--- START LISTED ENTRIES ---
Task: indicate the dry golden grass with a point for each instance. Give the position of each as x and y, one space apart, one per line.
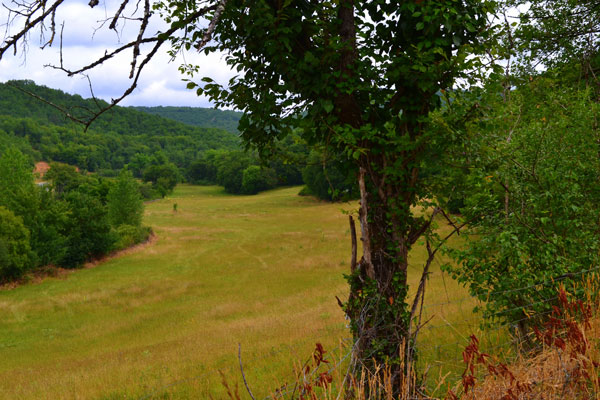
260 270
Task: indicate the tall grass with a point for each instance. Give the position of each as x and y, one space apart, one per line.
161 322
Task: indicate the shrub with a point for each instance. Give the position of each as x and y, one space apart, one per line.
125 206
256 179
89 233
15 251
129 235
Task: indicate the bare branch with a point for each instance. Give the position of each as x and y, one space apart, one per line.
136 46
354 244
113 24
29 25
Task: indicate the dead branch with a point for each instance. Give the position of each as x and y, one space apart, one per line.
29 10
354 244
242 369
364 225
29 24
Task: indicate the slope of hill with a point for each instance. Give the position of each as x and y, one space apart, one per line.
120 136
197 116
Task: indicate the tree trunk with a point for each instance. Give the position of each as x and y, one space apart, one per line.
380 317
--- END LISTED ENTRIES ---
§ PROBLEM STATEMENT: Render every line of the data above as a Markdown table with two columns, No. for the row number and Entry for the line. Skip blank lines and leave the pictures out.

§ TASK OUTPUT:
| No. | Entry |
|---|---|
| 1 | Task: indicate the dry golden grass with a point for each instance. Give the position of each as x and y, one space apart, one per line. |
| 2 | 260 270 |
| 3 | Task: indicate the tall grass with a point for each instance. Give the position of each as x and y, one space apart, one per line. |
| 4 | 161 322 |
| 5 | Task: indicate the shrub with a point for each instance. Give the position of each as x and y, one space apart, one per line. |
| 6 | 125 206 |
| 7 | 256 179 |
| 8 | 89 233 |
| 9 | 15 251 |
| 10 | 129 235 |
| 11 | Task: indicate the bare branch with a point for each instance. Give the position of each as x and y, one space apart, one per line. |
| 12 | 136 46 |
| 13 | 354 244 |
| 14 | 113 24 |
| 15 | 29 25 |
| 16 | Task: indicate the dead branch with a point for each instance. Give the position of each as x and y, one space apart, one per line. |
| 17 | 29 10 |
| 18 | 354 244 |
| 19 | 242 369 |
| 20 | 364 225 |
| 21 | 29 24 |
| 22 | Task: indicate the slope of hill with a point for each instance. Give the position of each as x and y, one space apart, one per line. |
| 23 | 120 136 |
| 24 | 197 116 |
| 25 | Task: indicate the tree trunk with a point for each instance. Give the position of each as x and y, one space apart, one per line. |
| 26 | 380 317 |